(A data block)
- - - - -

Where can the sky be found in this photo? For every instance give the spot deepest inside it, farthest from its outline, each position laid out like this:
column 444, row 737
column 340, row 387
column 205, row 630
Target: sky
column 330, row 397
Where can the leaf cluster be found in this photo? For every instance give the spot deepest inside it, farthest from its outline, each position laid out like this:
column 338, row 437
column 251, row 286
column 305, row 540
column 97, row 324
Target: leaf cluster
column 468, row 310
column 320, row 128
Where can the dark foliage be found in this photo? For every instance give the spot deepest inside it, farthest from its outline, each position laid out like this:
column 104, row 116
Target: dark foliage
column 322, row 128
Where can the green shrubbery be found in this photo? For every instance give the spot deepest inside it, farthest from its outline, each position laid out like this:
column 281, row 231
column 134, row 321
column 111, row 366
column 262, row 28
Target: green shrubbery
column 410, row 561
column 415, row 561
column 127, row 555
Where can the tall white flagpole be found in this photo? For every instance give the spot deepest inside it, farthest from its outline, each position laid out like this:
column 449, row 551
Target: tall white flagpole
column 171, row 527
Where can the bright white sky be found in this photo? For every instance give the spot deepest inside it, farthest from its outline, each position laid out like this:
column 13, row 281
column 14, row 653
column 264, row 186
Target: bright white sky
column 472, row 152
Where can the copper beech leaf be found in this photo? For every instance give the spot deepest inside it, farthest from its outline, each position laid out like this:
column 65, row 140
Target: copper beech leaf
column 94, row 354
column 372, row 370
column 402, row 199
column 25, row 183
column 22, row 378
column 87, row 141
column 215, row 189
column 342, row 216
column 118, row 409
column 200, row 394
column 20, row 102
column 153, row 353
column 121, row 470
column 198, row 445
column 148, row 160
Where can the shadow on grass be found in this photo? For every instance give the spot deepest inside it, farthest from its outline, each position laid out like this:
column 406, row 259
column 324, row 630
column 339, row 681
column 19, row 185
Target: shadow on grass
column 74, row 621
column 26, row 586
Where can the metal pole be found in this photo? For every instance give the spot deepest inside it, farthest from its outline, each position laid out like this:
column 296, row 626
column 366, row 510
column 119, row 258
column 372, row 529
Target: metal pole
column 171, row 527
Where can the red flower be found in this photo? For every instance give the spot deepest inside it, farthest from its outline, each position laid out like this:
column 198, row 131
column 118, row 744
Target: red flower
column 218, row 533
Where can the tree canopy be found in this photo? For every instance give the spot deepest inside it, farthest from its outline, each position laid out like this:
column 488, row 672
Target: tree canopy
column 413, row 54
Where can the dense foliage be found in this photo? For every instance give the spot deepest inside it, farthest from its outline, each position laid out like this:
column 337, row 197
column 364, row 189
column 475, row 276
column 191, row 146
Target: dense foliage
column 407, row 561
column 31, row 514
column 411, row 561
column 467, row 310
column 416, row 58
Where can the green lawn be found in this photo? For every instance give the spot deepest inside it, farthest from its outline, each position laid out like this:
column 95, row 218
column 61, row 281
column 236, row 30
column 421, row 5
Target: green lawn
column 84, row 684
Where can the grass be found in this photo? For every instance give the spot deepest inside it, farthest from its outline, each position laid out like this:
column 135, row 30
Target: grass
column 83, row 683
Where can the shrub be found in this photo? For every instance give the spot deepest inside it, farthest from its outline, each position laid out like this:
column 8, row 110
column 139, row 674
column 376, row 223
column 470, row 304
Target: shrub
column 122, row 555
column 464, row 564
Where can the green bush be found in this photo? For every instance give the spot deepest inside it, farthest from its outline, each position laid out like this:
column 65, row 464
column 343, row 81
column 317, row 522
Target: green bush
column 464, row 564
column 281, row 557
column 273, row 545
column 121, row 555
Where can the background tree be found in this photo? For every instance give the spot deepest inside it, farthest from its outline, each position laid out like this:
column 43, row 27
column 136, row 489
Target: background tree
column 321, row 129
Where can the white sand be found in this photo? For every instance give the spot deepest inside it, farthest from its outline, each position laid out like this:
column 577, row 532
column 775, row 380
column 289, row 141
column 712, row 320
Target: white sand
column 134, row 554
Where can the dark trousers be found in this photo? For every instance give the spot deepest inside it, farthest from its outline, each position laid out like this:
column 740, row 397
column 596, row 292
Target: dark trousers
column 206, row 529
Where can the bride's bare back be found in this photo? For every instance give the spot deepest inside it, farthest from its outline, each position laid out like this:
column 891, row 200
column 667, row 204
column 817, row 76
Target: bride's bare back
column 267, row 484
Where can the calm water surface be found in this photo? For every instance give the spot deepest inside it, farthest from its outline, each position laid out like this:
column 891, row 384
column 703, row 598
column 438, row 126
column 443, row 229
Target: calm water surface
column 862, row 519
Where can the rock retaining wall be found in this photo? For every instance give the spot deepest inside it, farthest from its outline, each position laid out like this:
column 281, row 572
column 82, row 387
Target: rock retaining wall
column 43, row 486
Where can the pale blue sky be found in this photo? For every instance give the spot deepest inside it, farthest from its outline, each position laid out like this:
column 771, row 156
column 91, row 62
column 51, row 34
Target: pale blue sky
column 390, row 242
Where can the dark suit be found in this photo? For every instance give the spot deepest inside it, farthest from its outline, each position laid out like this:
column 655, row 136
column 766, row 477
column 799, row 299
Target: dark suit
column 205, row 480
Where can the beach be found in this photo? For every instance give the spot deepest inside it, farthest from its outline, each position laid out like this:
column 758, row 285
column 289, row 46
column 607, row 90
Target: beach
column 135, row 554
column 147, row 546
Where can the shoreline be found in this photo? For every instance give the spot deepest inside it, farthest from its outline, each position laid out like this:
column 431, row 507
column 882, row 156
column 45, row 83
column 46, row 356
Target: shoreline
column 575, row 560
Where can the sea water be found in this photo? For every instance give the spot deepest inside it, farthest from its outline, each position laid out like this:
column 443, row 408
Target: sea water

- - - - -

EXERCISE AIM: Please format the stretch of lines from the one containing "Where can the shrub" through the one containing "column 121, row 555" as a numbered list, skipping any blank lines.

ANSWER FOR THIS EXERCISE:
1. Where can the shrub be found in this photo? For every instance give the spot deepest inside it, farthest from its outline, each position laid out like this:
2. column 8, row 110
3. column 139, row 674
4. column 376, row 223
5. column 470, row 304
6. Target: shrub
7. column 122, row 555
8. column 464, row 564
9. Where can the green bush be found in this photo? For every instance give the spot deepest inside it, farthest from its outline, each position laid out like this:
10. column 65, row 464
11. column 343, row 81
12. column 317, row 522
13. Target: green bush
14. column 464, row 564
15. column 281, row 557
16. column 273, row 545
17. column 121, row 555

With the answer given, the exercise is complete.